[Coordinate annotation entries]
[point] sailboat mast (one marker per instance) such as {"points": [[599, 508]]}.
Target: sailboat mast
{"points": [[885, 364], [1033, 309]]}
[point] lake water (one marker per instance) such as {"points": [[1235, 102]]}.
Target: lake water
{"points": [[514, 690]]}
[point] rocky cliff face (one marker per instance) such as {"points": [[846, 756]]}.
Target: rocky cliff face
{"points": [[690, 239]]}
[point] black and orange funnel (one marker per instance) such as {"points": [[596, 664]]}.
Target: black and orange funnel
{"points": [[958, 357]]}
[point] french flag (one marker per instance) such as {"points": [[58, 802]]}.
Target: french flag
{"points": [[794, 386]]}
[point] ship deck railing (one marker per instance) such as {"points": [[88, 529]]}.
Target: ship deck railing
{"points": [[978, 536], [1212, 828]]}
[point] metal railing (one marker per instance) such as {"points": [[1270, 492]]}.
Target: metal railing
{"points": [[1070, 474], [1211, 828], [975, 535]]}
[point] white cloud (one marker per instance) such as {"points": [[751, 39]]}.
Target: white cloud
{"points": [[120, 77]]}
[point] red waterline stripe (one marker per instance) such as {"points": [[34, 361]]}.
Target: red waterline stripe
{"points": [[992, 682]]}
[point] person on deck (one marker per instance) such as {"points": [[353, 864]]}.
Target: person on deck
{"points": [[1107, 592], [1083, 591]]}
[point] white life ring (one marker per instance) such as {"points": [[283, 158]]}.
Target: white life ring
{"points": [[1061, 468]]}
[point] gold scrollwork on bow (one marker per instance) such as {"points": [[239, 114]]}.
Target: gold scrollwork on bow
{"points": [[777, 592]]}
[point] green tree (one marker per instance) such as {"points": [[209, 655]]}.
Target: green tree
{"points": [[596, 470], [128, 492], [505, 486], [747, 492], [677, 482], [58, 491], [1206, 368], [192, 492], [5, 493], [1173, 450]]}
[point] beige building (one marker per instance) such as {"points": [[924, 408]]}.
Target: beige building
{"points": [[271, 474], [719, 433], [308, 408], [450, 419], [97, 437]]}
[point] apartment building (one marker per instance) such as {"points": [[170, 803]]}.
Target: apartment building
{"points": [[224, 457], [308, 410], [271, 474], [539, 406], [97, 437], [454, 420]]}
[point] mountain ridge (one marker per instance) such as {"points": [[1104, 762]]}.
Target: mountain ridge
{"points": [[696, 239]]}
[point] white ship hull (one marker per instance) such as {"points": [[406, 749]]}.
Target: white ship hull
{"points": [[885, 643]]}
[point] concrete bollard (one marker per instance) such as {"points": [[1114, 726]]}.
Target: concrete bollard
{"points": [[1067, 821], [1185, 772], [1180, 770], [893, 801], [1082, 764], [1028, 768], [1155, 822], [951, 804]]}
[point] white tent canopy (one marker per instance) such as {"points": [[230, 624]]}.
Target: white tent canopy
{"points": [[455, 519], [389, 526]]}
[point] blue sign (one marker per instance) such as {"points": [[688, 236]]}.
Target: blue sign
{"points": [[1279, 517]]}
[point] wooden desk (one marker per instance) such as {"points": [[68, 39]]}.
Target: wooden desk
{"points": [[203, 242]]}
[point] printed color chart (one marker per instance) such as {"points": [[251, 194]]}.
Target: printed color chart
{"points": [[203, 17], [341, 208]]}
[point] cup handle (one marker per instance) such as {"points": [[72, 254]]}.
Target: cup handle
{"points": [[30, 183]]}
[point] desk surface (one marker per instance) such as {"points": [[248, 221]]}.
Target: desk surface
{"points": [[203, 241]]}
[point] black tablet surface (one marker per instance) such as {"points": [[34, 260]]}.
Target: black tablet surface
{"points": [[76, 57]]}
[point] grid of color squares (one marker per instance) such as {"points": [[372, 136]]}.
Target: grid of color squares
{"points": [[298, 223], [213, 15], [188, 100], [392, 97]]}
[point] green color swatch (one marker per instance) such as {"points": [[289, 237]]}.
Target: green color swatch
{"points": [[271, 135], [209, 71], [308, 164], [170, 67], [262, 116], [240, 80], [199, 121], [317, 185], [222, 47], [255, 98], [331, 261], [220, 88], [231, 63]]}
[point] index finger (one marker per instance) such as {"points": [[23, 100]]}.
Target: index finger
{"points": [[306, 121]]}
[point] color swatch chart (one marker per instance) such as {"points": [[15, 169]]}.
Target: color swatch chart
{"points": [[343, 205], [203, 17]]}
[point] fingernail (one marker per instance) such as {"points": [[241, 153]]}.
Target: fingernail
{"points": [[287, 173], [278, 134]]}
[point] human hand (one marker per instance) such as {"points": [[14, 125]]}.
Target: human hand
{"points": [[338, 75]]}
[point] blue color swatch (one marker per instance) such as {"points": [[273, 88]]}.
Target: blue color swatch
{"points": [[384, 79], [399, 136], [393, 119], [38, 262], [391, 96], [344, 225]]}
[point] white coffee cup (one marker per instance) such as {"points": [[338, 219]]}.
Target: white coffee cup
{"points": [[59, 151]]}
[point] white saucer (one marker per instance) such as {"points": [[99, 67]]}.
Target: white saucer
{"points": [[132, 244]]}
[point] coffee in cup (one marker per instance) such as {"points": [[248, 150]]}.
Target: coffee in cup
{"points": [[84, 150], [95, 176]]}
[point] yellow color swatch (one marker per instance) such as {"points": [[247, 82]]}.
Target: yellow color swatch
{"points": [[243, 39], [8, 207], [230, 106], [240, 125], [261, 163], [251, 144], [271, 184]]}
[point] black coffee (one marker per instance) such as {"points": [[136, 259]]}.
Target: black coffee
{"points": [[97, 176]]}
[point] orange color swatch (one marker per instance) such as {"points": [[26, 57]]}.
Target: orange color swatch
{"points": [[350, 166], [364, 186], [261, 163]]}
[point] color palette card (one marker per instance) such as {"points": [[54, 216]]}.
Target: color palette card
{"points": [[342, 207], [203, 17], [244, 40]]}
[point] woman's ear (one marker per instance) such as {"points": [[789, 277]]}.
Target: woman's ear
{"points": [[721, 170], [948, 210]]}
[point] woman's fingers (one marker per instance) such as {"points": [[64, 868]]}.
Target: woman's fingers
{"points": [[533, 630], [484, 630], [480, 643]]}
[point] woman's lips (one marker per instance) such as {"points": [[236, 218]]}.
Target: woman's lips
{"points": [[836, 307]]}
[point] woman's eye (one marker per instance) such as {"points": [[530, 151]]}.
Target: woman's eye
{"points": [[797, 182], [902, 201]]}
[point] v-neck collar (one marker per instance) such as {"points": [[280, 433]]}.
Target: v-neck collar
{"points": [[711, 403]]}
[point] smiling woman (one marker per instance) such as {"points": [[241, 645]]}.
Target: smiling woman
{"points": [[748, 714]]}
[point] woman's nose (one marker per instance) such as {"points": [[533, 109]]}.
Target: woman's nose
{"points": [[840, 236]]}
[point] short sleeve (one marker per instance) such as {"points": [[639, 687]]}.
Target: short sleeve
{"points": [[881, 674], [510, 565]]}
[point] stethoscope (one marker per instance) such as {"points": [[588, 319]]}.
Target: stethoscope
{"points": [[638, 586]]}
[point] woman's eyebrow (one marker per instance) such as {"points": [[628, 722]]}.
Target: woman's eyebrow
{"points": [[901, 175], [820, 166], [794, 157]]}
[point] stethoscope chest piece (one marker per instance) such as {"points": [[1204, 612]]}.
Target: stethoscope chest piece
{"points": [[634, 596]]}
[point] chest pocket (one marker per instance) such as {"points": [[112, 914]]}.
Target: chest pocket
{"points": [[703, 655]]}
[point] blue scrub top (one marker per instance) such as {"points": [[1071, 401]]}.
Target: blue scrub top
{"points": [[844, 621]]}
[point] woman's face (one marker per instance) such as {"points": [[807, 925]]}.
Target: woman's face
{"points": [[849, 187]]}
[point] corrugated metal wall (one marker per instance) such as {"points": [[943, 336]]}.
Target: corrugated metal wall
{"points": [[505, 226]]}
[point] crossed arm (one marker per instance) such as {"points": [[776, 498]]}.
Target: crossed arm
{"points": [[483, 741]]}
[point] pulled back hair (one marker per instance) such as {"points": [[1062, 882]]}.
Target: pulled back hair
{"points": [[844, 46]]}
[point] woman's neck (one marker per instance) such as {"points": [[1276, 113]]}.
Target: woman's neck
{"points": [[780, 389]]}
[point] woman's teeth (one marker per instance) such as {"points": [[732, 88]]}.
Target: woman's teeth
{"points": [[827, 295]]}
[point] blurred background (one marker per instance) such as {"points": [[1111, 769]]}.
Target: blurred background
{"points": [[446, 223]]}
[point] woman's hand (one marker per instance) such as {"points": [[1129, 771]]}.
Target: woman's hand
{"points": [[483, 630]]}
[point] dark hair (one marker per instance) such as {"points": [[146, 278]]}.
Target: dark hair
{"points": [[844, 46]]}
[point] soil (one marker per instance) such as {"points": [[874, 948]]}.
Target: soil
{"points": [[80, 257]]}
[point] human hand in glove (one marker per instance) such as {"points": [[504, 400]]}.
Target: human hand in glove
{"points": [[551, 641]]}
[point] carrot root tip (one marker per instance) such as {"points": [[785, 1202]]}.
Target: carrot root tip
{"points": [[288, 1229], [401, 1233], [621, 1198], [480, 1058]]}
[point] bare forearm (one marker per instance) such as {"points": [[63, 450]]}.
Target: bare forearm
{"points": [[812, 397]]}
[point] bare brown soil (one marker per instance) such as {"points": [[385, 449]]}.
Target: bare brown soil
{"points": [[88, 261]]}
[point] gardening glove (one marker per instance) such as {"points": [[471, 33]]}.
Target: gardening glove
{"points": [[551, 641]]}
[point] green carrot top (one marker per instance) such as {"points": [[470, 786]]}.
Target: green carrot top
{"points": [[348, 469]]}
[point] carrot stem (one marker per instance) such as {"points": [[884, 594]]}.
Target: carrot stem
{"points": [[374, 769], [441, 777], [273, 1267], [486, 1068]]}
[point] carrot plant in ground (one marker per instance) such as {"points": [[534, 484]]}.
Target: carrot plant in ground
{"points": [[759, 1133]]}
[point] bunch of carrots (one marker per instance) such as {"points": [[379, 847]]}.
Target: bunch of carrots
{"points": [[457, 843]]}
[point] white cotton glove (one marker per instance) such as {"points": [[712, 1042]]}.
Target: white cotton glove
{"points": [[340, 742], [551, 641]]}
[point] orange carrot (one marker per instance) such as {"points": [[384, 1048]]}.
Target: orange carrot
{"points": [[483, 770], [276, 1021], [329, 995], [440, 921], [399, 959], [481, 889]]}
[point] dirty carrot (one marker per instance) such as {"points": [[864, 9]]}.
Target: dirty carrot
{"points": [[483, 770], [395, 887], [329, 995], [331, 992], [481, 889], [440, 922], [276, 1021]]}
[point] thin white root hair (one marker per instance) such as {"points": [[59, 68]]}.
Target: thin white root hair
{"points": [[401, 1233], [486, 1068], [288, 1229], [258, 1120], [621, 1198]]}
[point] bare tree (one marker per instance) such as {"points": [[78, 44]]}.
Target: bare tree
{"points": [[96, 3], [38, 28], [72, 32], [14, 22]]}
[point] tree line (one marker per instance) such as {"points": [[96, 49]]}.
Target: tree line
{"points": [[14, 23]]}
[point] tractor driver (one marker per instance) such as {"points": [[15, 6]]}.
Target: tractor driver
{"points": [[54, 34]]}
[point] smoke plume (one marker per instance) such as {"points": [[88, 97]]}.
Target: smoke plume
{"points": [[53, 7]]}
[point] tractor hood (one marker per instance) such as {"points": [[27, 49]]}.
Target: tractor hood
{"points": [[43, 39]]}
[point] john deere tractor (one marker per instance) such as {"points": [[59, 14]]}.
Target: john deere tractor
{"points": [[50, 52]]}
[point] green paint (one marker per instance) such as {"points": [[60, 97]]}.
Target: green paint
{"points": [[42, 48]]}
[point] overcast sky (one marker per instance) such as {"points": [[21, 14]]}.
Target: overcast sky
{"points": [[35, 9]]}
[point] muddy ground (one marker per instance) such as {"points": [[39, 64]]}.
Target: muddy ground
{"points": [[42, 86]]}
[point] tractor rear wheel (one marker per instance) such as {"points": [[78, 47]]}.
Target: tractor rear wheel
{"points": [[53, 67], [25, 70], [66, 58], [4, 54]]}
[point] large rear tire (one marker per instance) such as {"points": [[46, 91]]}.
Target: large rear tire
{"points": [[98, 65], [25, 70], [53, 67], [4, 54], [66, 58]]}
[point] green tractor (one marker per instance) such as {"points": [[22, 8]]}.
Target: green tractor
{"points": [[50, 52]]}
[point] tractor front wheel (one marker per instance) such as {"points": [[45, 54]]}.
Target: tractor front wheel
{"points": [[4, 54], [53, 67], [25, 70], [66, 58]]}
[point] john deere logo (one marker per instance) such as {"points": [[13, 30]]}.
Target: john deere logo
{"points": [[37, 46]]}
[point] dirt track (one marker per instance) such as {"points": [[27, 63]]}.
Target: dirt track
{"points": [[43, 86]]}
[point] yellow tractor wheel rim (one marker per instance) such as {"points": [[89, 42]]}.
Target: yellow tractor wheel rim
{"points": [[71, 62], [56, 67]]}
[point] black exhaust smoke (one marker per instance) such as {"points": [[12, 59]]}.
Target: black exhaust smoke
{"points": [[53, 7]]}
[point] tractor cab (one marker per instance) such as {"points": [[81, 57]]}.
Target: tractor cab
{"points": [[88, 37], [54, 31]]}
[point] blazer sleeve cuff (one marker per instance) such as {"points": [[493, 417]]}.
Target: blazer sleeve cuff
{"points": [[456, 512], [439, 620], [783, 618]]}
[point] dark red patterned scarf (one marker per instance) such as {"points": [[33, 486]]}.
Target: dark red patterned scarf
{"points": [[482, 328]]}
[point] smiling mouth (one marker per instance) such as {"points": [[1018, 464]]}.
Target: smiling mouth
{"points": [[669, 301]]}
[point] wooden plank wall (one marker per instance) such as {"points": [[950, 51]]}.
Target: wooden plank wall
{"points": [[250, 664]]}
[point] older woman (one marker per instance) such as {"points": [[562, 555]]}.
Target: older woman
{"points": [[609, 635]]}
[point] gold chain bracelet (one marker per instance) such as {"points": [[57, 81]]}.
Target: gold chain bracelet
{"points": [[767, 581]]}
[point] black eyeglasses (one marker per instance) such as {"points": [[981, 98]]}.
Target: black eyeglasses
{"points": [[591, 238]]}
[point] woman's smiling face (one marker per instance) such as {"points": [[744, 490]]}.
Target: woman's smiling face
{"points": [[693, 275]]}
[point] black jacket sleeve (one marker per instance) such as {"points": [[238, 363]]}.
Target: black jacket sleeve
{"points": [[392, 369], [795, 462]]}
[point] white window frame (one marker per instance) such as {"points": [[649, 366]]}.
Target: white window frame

**Task objective**
Express the stretch of the material from the line containing "[point] white window" through the end as a JSON list of strings, one string per line, omitting blank lines.

**The response**
[
  "[point] white window frame (one marker per instance) such as {\"points\": [[649, 366]]}.",
  "Target: white window frame"
]